— start Selected excerpt —
You should have a list of criteria and a price point for your real estate agent to work with so they can locate and show you properties that meet your needs and budget. Your agent can work for you as an "Exclusive Buyers Agent". Please make sure to discuss agency relationships and representation with your agent during your first official meeting and have him or her explain it in detail. You will be required by law to sign an "Agency Disclosure Statement" afterwards. If you need to finance the purchase of your next home, it is recommended that you obtain mortgage pre-approval from a qualified lender prior to beginning your home search. A "Pre-Approval Letter" will give you a better idea of what you can afford and shows sellers that you are serious buyer. You should also select an experienced real estate attorney. If you don't have an attorney your agent can give you the names and contact information for several highly regarded real estate attorneys in the area which you can interview. Your real estate agent cannot and does not give legal advise. That is left up to the attorney but your agent will supply your attorney with all the information needed regarding your purchase.
— end Selected excerpt —
— start Listed entries —
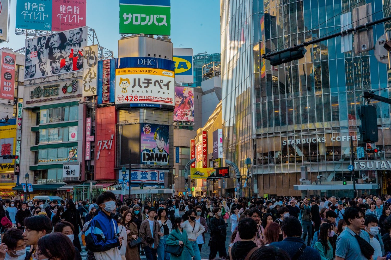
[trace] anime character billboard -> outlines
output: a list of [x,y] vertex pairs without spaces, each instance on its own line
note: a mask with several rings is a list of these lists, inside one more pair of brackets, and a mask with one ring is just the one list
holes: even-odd
[[174,120],[194,122],[194,94],[193,88],[176,87]]
[[169,127],[143,123],[141,127],[141,163],[169,165]]

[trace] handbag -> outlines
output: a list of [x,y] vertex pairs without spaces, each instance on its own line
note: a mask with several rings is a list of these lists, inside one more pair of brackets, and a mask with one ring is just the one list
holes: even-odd
[[[153,240],[154,241],[155,240]],[[148,242],[147,241],[147,242]],[[129,248],[134,248],[135,246],[138,246],[140,244],[141,244],[141,237],[138,237],[136,239],[131,239],[130,241],[127,242],[127,245],[129,246]]]
[[164,247],[164,251],[173,255],[176,256],[179,256],[182,255],[183,251],[183,247],[179,245],[178,246],[169,246],[166,244]]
— end Listed entries —
## [What is expected]
Answer these from the home-buying text:
(a) What document does the law require you to sign?
(b) What should you get from a qualified lender before you start looking at homes?
(c) Who gives legal advice in the purchase?

## [Right answer]
(a) An "Agency Disclosure Statement"
(b) Mortgage pre-approval
(c) The real estate attorney